Pour les migrants subsahariens installés au Maroc, la vie est extrêmement difficile. Les migrants présents au forum d’Oujda apportent des témoignages sur les agressions qu’ils subissent, au travers de videos et de photos enregistrées sur leurs portables et égrènent une longue série de souffrances et d’humiliations.
Les subsahariens sont tout d’abord victimes d’un racisme primaire dans leur vie quotidienne. « De nombreux passants, y compris des enfants, se bouchent ostensiblement le nez quand ils nous croisent dans la rue » ou leur lancent des insultes. Tout leur est proposé plus cher : biens de consommation courants, location de logements. L’habitat dans certains quartiers et des emplois leur sont refusés « en raison de la couleur de la peau ».
Les droits élémentaires à la santé et à l’éducation leur sont refusés. Ils n’ont pas accès aux soins à l’hôpital, les enfants ne sont pas acceptés dans les écoles publiques. Seules les femmes disposant de certains revenus peuvent les inscrire dans des écoles privées.
Enfin, les enfants nés sur le territoire marocain n’ont pas d’acte de naissance. Quel sera leur avenir ?
Les femmes sont les plus grandes victimes de cette situation, privées d’emploi, soumises aux viols et abus sexuels, dépourvues de soins, elles souffrent dans leur chair, dans leur dignité de femmes et dans leur amour de mères.
D’après des informations récentes que nous tenons de Rabat, la recrudescence actuelle des violences à l’encontre des migrants incite un grand nombre d’entre eux à faire la demande auprès de l’OIM d’être rapatriés dans leur pays d’origine. L’OIM, ne pouvant satisfaire toutes les demandes, ceux-ci envisagent de retraverser le Sahara en sens contraire pour rejoindre leur pays. Un groupe d’une cinquantaine de migrants est déjà parti et seuls trois d’entre eux ont donné de leurs nouvelles à leur arrivée. Qu’en est-il des autres ? Est-ce que l’on peut imaginer le nombre de morts à venir dans le Sahara si un exode massif se produit ?

──────

**Objectif 1**. D'après le texte sur les migrants subsahariens au Maroc, combien de migrants du groupe déjà parti ont donné de leurs nouvelles à leur arrivée ?
**Objectif 2**. Reformulez sous forme de liste le paragraphe du texte sur les migrants subsahariens au Maroc qui commence par « Les subsahariens sont tout d'abord victimes », en conservant ses faits principaux.
**Objectif 3**. Prolongez le texte sur les migrants subsahariens au Maroc à partir de sa dernière phrase.

**Extraits de données**.
──────

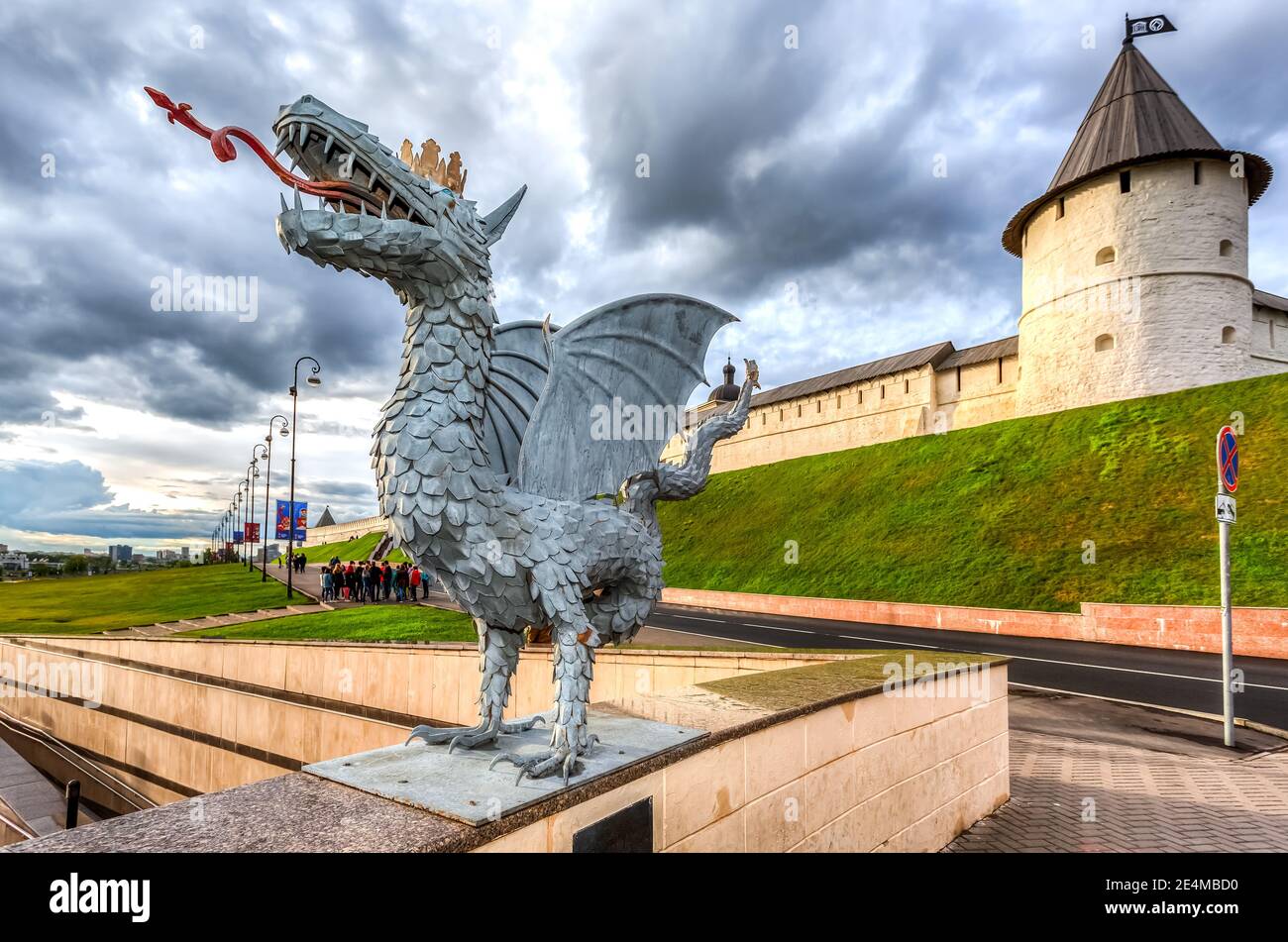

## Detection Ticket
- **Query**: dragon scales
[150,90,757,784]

──────

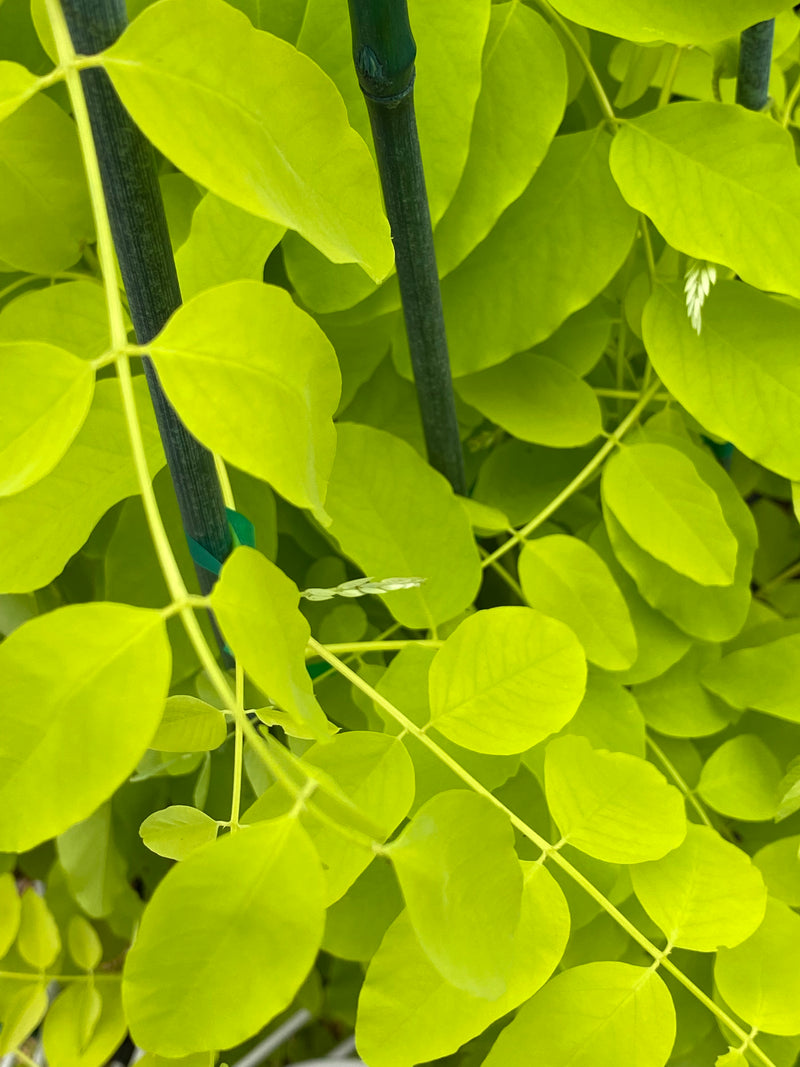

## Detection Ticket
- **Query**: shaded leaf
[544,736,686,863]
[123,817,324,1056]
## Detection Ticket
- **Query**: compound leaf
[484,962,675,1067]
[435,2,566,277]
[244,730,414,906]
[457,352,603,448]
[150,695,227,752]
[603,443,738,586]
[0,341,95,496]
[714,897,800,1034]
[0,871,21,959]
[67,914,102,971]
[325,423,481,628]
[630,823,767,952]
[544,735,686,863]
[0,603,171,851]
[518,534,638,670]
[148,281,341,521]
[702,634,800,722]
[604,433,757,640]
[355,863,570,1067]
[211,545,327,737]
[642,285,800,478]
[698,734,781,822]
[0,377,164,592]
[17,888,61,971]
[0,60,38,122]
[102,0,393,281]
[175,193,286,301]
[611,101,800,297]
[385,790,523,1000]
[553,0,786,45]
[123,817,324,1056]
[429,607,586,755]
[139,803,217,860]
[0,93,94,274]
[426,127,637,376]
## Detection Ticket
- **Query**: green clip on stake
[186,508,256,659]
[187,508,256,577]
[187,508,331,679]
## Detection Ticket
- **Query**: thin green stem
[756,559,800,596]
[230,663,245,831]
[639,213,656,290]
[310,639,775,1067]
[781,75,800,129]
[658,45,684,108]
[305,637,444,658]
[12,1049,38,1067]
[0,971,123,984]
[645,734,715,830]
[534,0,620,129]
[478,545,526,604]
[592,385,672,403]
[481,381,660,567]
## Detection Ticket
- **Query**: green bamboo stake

──────

**Résultat final 1**. Seuls trois d'entre eux.

**Résultat final 2**.
- Les subsahariens subissent un racisme primaire au quotidien.
- De nombreux passants, y compris des enfants, se bouchent ostensiblement le nez en les croisant ou leur lancent des insultes.
- Tout leur est proposé plus cher : biens de consommation courants et location de logements.
- L'habitat dans certains quartiers et des emplois leur sont refusés en raison de la couleur de leur peau.

**Résultat final 3**.
Qui est responsable de cette situation tragique, du déni des droits humains et du non-respect des conventions internationales veillant à leur application ?
Le gouvernement marocain qui n’applique pas les conventions qu’il a signées, les pays d’origine des migrants subsahariens qui ne protestent pas contre les violations des droits de leurs ressortissants, l’Union Européenne et ses pays membres qui « externalisent leurs frontières » en imposant aux pays du Maghreb de contenir sur leur territoire les migrants en provenance des pays du sud. Des accords bilatéraux entre pays ou entre l’Union Européenne et un pays, subordonnent l’aide au développement à des mesures de « sécurisation des frontières » -camps de rétention, formation et équipement des forces de l’ordre entre
autres- et à la signature d’ « accords de réadmission » permettant d’expulser rapidement les migrants vers leur pays d’origine.
Comment l’Union Européenne qui se fait fort de sa réputation de défenseur des droits de l’Homme peut-elle fermer les yeux sur les graves violations des droits de l’Homme qui sont commises à l’encontre des migrants qu’elle « assigne à résidence » de l’autre côté de la Méditerranée ?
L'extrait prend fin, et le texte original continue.